Document text Block Start

= Friedrich Alexander Buhse =

Baltic-German botanist (1821–1898)

Friedrich Alexander Buhse (30 November 1821, Riga - 29 December 1898) was a Baltic-German botanist.

From 1840 he studied botany at the universities of Dorpat, Berlin and Heidelberg, receiving his PhD in 1843. In 1847–49, with Pierre Edmond Boissier, he collected plants in Transcaucasia and Persia. In 1852 he became a correspondent member of the Société linnéenne de Lyon.

With Boissier he circumscribed many species of plants. The botanical genus Buhsia (family Capparaceae) was named in his honor by Alexander Bunge.

== Selected works ==
- Ueber den Fruchtkörper der Flechten (Lichines), 1846 - On the fruiting bodies of lichens.
- Bergreise von Gilan nach Asterabad, 1849 - Mountain travels in Gilan near Asterabad.
- Nachrichten über drei pharmacologischwichtige Pflanzen und über die grosse Salzwüste in Persien, 1850 - On three important pharmacological plants and the large salt desert in Persia.
- Aufzählung der auf einer Reise durch Transkaukasien und Persien gesammelten Pflanzen, (with Pierre Edmond Boissier), 1860 - List of plants collected on the journey through Transcaucasia and Persia.
- Liste der Gefässpflanzen des Alburs und der Kapischen Südküste, 1899 - List of vascular plants of Alborz and the Caspian southern coast.
- Die flora des Alburs und der Kaspischen Südküste (with C. Winkler), 1899 - The flora of Alborz and the Caspian southern coast.

Document text Block End

Problems to work on =
1. Transcribe the passage from the Buhse biography starting with "Friedrich Alexander Buhse (30" and going on through "desert in Persia.".
2. According to the Buhse biography, who named the botanical genus Buhsia in his honor?

Given entries Block Start

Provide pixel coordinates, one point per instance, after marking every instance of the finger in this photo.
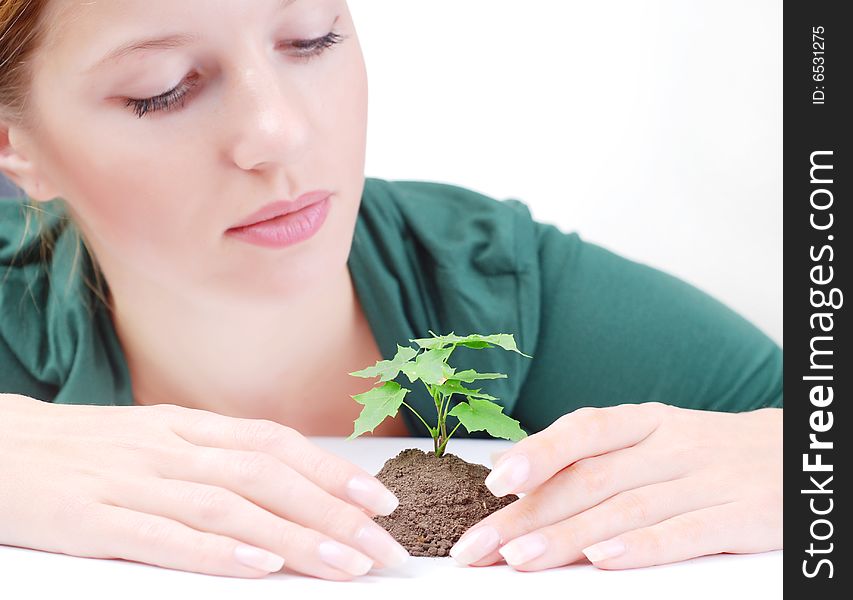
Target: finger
(688, 535)
(563, 543)
(580, 434)
(337, 476)
(576, 488)
(159, 541)
(256, 479)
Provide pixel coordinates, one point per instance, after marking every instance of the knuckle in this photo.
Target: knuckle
(153, 532)
(68, 509)
(209, 504)
(525, 516)
(262, 433)
(633, 508)
(594, 420)
(250, 466)
(690, 528)
(591, 476)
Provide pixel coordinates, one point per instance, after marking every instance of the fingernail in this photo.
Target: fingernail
(475, 544)
(604, 550)
(258, 559)
(375, 540)
(524, 549)
(372, 495)
(496, 456)
(344, 558)
(508, 475)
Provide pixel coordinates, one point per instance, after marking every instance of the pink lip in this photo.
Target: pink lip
(286, 229)
(282, 207)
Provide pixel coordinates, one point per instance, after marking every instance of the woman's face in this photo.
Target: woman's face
(262, 120)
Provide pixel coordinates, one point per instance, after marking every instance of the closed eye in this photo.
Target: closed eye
(307, 51)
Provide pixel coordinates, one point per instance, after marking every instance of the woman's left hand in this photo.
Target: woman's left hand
(635, 485)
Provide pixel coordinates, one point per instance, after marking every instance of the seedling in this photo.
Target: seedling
(442, 381)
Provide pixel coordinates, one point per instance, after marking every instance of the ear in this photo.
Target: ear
(15, 165)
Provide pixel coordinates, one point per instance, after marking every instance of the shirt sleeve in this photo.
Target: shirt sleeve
(616, 331)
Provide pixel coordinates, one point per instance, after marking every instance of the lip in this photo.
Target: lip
(282, 207)
(286, 229)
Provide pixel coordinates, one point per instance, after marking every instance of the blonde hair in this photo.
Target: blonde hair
(22, 32)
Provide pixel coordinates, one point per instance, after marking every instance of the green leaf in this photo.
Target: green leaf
(475, 340)
(451, 386)
(470, 375)
(388, 369)
(379, 402)
(478, 415)
(430, 367)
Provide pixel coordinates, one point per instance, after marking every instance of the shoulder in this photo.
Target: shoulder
(449, 224)
(44, 304)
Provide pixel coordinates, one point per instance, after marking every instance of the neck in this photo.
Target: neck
(238, 360)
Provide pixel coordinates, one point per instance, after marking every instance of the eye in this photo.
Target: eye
(306, 51)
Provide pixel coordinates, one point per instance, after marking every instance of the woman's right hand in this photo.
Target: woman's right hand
(185, 489)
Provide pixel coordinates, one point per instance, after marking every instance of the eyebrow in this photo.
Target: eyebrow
(168, 42)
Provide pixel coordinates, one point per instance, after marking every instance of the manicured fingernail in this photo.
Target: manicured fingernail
(604, 550)
(372, 495)
(524, 549)
(496, 456)
(375, 540)
(475, 544)
(344, 558)
(508, 475)
(258, 559)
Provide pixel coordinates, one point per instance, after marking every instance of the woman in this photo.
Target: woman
(160, 383)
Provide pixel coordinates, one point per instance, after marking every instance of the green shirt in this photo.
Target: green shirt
(602, 329)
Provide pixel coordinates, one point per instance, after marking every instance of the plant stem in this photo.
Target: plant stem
(418, 416)
(440, 450)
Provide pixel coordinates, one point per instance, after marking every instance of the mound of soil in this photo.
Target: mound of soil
(440, 499)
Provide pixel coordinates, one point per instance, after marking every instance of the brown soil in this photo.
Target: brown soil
(440, 499)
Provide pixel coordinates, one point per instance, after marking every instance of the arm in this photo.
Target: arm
(614, 331)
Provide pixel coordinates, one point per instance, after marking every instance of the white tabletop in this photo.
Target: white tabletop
(26, 574)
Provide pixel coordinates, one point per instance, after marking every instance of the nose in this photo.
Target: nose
(267, 114)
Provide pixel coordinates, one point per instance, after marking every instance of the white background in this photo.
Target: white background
(651, 127)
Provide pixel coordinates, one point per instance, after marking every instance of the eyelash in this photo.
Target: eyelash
(310, 49)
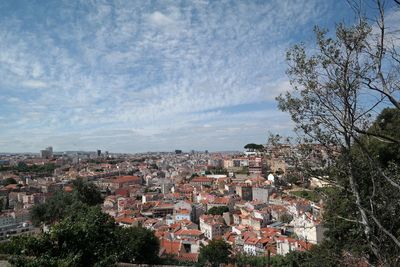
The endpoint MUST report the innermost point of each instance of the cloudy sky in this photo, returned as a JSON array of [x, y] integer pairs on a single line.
[[132, 76]]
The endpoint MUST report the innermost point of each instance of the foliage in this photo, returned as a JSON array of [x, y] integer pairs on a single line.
[[87, 193], [138, 245], [215, 253], [87, 237], [218, 210], [337, 91]]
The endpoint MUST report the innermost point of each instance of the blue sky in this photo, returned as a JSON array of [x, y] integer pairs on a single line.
[[132, 76]]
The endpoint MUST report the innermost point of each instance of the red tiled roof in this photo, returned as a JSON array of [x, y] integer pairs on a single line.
[[125, 179]]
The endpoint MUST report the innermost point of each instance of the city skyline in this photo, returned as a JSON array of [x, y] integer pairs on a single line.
[[149, 76]]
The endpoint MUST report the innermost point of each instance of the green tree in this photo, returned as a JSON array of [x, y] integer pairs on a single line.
[[215, 253], [254, 147], [87, 237], [138, 245], [87, 193], [336, 92]]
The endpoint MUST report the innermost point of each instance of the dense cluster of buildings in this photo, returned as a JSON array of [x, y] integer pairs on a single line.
[[176, 195]]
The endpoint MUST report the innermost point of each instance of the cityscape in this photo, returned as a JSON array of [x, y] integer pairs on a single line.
[[200, 133]]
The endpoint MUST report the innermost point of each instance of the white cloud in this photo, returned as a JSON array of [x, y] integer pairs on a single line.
[[149, 71], [34, 84]]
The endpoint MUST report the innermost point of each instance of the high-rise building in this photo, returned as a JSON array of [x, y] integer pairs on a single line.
[[47, 153]]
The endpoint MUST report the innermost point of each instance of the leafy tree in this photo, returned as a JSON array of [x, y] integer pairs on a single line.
[[254, 147], [87, 237], [87, 193], [218, 210], [337, 91], [138, 245], [215, 253]]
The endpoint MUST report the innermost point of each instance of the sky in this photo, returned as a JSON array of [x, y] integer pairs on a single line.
[[136, 76]]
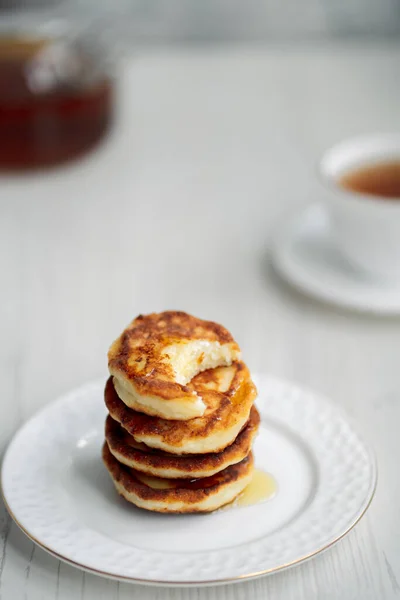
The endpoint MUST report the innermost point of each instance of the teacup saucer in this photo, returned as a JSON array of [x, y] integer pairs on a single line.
[[305, 255]]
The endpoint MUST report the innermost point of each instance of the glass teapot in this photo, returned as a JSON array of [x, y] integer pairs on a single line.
[[56, 85]]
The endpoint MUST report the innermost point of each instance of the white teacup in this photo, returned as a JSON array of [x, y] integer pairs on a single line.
[[366, 228]]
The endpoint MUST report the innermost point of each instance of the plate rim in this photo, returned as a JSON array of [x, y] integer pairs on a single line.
[[211, 582]]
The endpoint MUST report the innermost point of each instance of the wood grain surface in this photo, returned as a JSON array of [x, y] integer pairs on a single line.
[[211, 150]]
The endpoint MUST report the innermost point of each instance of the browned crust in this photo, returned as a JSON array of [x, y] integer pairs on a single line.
[[151, 459], [136, 354], [189, 492], [223, 411]]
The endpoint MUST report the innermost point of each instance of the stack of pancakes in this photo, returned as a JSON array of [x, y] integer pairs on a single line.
[[181, 418]]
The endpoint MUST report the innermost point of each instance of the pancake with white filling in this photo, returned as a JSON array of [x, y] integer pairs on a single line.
[[179, 495], [171, 466], [228, 393], [156, 357]]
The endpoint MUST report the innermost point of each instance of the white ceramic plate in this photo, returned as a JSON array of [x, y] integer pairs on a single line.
[[59, 493], [305, 255]]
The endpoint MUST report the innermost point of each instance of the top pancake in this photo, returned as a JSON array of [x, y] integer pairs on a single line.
[[158, 354]]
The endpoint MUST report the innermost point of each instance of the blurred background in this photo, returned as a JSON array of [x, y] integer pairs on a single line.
[[218, 20]]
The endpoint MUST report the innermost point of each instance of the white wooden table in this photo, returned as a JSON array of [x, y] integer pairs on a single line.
[[211, 150]]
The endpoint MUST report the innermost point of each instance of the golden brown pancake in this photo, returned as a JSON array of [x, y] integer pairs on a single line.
[[179, 495], [157, 355], [228, 393], [160, 464]]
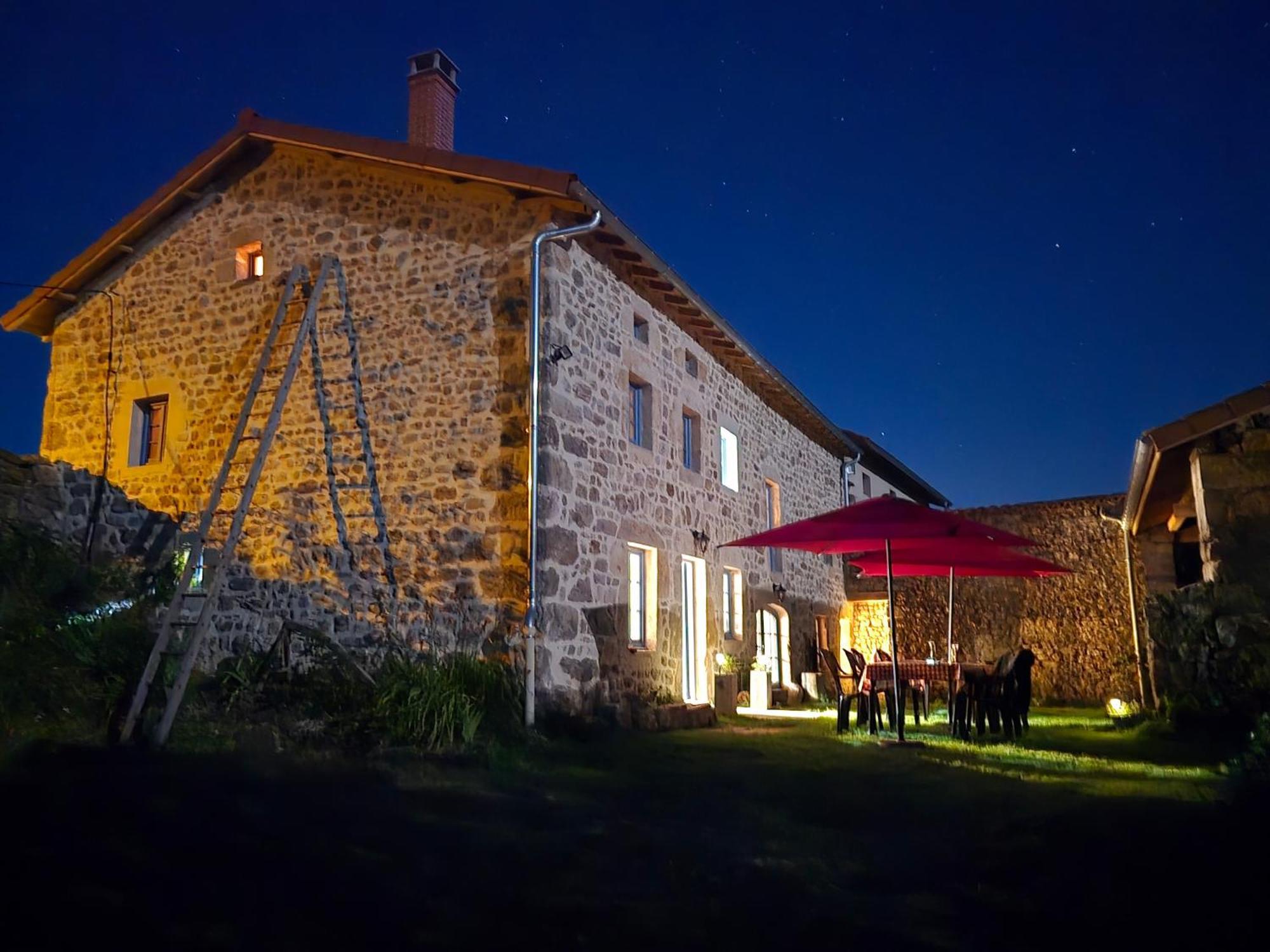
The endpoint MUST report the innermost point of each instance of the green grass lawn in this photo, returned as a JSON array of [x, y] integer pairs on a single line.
[[755, 835]]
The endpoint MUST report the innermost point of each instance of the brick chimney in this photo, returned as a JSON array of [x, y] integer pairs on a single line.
[[434, 88]]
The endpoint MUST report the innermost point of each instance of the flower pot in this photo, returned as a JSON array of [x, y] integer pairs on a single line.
[[760, 691], [726, 694]]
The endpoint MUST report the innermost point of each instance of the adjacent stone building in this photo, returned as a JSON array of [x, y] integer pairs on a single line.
[[664, 432], [1200, 512]]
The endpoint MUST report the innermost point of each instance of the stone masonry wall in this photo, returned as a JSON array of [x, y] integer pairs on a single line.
[[600, 493], [1079, 625], [438, 277], [58, 499]]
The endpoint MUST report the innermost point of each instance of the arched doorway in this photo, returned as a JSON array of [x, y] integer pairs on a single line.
[[773, 626]]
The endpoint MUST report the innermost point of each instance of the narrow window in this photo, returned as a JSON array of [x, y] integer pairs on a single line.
[[773, 494], [730, 472], [149, 431], [641, 600], [822, 631], [732, 614], [692, 441], [250, 262], [641, 432], [182, 559]]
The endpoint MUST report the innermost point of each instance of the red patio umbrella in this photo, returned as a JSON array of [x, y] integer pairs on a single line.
[[871, 525], [883, 524]]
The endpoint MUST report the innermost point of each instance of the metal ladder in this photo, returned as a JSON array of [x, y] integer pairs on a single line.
[[262, 384], [352, 477]]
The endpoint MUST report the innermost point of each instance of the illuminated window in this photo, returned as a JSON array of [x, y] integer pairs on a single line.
[[641, 423], [773, 496], [692, 441], [730, 468], [182, 559], [641, 596], [149, 431], [250, 262], [732, 610]]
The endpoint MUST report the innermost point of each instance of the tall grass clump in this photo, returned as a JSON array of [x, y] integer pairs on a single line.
[[444, 703]]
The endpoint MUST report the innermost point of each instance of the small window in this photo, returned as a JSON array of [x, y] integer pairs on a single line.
[[642, 596], [149, 431], [692, 441], [250, 262], [732, 610], [182, 559], [822, 631], [773, 494], [730, 451], [641, 423]]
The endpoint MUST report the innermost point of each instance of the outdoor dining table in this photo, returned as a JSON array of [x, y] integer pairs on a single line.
[[879, 675]]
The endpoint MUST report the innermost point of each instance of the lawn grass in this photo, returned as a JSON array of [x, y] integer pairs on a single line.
[[755, 835]]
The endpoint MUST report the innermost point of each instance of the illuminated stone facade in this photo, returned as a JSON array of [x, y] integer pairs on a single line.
[[603, 492], [438, 280]]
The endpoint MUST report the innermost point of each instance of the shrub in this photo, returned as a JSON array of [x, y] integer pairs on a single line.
[[73, 638]]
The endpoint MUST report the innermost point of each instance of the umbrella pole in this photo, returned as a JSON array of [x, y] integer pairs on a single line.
[[952, 661], [951, 658], [899, 700]]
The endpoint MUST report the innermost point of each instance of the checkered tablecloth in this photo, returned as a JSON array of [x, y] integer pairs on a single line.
[[879, 672]]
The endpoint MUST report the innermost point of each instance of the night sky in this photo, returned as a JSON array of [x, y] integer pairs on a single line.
[[1003, 244]]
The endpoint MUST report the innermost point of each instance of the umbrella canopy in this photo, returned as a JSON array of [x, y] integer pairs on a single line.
[[972, 560], [876, 522], [887, 524]]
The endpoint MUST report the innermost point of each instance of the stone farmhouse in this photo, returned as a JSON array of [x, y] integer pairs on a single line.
[[662, 433]]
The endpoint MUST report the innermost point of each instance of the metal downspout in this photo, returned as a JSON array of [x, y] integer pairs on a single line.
[[531, 615], [1133, 607]]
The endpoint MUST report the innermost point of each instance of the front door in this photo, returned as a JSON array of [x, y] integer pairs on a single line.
[[692, 572]]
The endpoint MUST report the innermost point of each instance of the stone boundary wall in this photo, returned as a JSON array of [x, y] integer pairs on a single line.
[[58, 499], [1079, 625]]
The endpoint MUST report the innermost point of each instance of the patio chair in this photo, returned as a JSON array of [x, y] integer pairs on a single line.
[[871, 692], [919, 690], [996, 703], [848, 689]]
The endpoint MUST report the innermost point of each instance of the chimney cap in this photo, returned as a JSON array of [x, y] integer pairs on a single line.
[[435, 63]]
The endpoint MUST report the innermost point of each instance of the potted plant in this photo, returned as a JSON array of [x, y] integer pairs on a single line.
[[760, 686], [727, 684]]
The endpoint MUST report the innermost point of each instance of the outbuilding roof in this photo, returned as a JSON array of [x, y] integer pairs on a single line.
[[1161, 464]]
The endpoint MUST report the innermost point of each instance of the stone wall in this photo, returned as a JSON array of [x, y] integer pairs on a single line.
[[1079, 625], [59, 501], [438, 277], [601, 492]]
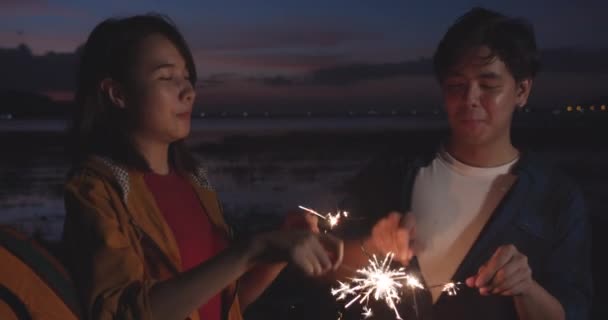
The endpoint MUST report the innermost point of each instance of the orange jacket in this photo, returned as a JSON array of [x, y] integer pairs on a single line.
[[119, 244]]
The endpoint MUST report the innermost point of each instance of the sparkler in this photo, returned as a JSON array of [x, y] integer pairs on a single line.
[[377, 280], [380, 281], [451, 288], [332, 218]]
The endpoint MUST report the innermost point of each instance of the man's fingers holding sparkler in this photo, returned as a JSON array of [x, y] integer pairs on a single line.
[[506, 273], [393, 233], [335, 247]]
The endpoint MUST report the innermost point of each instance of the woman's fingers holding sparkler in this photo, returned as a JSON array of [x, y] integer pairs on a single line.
[[506, 273], [315, 254]]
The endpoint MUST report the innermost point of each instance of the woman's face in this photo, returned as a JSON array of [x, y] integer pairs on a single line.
[[162, 96]]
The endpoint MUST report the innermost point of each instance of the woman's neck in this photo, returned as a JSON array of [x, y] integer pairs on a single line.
[[155, 153]]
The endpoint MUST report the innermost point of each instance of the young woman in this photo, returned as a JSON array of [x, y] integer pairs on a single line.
[[144, 230]]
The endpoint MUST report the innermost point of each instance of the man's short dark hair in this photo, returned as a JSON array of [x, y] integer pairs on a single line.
[[510, 39]]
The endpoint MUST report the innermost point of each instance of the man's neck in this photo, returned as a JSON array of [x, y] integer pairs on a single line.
[[489, 155]]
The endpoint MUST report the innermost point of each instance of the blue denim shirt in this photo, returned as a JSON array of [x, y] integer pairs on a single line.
[[543, 215]]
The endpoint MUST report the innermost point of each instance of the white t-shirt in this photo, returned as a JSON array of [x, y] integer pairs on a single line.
[[452, 202]]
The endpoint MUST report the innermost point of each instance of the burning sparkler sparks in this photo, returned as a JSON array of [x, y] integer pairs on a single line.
[[377, 280], [380, 281], [451, 288], [332, 218]]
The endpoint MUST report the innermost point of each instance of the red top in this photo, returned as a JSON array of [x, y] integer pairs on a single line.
[[196, 237]]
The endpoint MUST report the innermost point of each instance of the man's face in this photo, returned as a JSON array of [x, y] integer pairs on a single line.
[[480, 96]]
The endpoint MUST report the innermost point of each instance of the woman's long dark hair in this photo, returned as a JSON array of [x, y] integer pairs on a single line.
[[98, 126]]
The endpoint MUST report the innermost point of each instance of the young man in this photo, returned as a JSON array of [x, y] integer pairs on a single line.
[[513, 230]]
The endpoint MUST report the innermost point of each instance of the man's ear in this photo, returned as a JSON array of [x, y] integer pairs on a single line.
[[523, 92], [114, 92]]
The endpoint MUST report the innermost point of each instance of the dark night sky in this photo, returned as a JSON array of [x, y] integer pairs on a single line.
[[308, 54]]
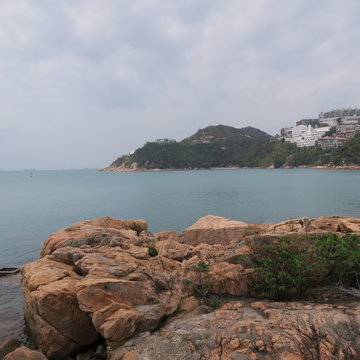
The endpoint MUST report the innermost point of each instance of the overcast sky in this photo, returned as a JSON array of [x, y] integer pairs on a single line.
[[83, 82]]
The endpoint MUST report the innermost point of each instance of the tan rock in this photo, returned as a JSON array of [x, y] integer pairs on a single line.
[[173, 249], [23, 353], [101, 281], [91, 232], [51, 309], [8, 346]]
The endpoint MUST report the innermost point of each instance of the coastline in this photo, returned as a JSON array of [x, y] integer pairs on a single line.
[[323, 167]]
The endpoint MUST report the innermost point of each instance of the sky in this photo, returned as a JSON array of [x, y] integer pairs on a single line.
[[83, 82]]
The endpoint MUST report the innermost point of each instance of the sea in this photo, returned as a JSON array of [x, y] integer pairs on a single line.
[[37, 203]]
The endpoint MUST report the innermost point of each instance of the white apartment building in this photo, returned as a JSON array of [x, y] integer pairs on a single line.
[[304, 136]]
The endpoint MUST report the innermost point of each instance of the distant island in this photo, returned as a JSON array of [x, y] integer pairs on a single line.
[[223, 146]]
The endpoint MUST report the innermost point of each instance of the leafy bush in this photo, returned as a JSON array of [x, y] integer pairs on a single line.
[[288, 269], [152, 251], [284, 272], [340, 257]]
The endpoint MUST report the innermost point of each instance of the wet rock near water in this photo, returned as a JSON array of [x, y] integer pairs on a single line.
[[98, 283]]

Given entries Block End

Solutions by task =
1.
Friedrich Alexander Buhse (30 November 1821, Riga - 29 December 1898) was a Baltic-German botanist.

From 1840 he studied botany at the universities of Dorpat, Berlin and Heidelberg, receiving his PhD in 1843. In 1847–49, with Pierre Edmond Boissier, he collected plants in Transcaucasia and Persia. In 1852 he became a correspondent member of the Société linnéenne de Lyon.

With Boissier he circumscribed many species of plants. The botanical genus Buhsia (family Capparaceae) was named in his honor by Alexander Bunge.

== Selected works ==
- Ueber den Fruchtkörper der Flechten (Lichines), 1846 - On the fruiting bodies of lichens.
- Bergreise von Gilan nach Asterabad, 1849 - Mountain travels in Gilan near Asterabad.
- Nachrichten über drei pharmacologischwichtige Pflanzen und über die grosse Salzwüste in Persien, 1850 - On three important pharmacological plants and the large salt desert in Persia.

2. Alexander Bunge